● Excerpt:
— Begin —

|
> Good article. Funnily enough the throw away line "I don't see parentheses anymore". Is my greatest deterrent with lisp. It's not the parens persay, it's the fact that I'm used to reading up to down and left to right. Language shapes the way we think, and determines what we can think about.
- Benjamin Lee Whorf[0]
From the comments in the post: Ask a C programmer to write factorial and you will likely
get something like this (excuse the underbars, they are
there because blogger doesn't format code in comments):
int factorial (int x) {
if (x == 0)
return 1;
else
return x * factorial (x - 1);
}
And the Lisp programmer will give you:
(defun factorial (x)
(if (zerop x)
1
(* x (factorial (- x 1)))))

— End —

● Entries supplied:
— Begin —

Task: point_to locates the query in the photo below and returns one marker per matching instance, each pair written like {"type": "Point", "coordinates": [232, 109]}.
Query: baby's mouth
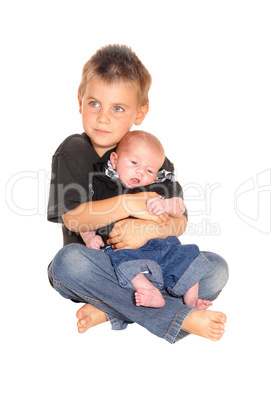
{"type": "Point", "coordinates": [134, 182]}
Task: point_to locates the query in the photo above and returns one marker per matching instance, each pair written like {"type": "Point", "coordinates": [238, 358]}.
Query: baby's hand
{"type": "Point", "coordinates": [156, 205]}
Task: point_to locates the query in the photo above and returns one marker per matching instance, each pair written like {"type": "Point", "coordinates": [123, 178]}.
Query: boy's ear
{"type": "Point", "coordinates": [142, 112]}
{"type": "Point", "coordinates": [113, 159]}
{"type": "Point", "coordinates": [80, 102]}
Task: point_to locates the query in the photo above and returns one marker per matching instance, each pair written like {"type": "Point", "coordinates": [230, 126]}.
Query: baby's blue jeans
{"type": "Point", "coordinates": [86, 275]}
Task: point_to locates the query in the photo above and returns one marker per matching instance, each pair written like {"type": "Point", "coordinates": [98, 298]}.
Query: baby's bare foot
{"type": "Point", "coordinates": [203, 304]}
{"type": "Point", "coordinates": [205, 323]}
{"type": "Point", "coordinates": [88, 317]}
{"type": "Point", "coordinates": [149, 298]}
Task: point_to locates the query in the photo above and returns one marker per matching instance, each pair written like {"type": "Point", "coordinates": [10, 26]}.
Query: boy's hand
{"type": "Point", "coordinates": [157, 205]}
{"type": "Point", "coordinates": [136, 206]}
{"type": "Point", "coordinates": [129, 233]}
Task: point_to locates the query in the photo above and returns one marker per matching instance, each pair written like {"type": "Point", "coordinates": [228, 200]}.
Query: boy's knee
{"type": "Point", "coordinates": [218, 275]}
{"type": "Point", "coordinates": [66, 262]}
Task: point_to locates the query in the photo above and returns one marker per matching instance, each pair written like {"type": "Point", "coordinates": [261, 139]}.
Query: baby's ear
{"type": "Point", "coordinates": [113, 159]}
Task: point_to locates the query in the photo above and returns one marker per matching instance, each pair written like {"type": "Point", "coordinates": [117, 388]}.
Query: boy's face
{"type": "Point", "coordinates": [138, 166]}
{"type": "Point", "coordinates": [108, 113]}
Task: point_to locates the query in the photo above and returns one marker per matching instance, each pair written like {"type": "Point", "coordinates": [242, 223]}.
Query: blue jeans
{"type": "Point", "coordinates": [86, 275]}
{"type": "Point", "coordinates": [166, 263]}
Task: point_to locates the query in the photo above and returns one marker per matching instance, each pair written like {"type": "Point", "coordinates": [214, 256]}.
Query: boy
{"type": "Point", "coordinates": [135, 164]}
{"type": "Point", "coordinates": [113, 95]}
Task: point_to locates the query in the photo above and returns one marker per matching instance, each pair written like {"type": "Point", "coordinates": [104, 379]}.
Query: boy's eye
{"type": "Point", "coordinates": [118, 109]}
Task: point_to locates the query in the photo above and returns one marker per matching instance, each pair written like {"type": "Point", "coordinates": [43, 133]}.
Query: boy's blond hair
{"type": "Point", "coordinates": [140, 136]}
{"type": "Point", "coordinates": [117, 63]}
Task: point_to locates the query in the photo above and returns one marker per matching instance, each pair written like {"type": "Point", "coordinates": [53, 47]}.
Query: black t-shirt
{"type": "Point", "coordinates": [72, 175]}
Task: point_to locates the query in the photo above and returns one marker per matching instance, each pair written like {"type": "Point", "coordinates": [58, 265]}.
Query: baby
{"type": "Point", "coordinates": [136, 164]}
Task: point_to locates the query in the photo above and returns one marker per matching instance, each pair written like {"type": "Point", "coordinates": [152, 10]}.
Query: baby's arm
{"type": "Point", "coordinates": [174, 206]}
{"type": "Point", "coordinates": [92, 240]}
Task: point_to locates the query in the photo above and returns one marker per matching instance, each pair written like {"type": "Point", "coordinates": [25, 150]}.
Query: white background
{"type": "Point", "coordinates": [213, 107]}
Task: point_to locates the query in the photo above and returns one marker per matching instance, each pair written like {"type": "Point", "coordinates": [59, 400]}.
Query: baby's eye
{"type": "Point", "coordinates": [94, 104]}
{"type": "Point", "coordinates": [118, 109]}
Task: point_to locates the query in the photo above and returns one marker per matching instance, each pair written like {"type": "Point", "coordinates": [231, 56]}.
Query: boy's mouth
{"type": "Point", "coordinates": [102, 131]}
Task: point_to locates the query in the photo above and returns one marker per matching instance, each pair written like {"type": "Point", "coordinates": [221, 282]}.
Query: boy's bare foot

— End —

● Required work:
- 1) Answer these questions about the excerpt on Lisp parentheses:
(a) What way of reading does the commenter say they are used to?
(b) Who is credited with the quotation "Language shapes the way we think, and determines what we can think about"?
(c) Which function does the Lisp factorial use to test whether x is zero?
- 2) Write the next part of the excerpt on Lisp parentheses, picking up after the Lisp factorial code.
The records are material separate from the excerpt on Lisp parentheses.

● Task-by-task answers:
- 1)
(a) Reading up to down and left to right.
(b) Benjamin Lee Whorf.
(c) zerop.

- 2)
Let's see how we can get from the LISP version to something akin to the C version.First, let's "modernize" the LISP version by replacing parentheses with "curly braces" and add some commas and newlines just for fun: {
defun factorial { x },
{
if { zerop x },
1 {
*,
x {
factorial {
- { x, 1 }
}
}
}
}
}
This kinda looks like a JSON object. Let's make it into one and add some assumed labels while we're at it. {
"defun" : {
"factorial" : { "argument" : "x" },
"body" : {
"if" : { "zerop" : "x" },
"then" : "1",
"else" : {
"*" : {
"lhs" : "x",
"rhs" : {
"factorial" : {
"-" : {
"lhs" : "x",
"rhs" : "1"
}
}
}
}
}
}
}
}
Now, if we replace "defun" with the return type, replace some of the curlies with parentheses, get rid of the labels we added, use infix operator notation, and not worry about it being a valid JSON object, we get: int
factorial ( x )
{
if ( zerop ( x ) )
1
else
x * factorial ( x - 1 )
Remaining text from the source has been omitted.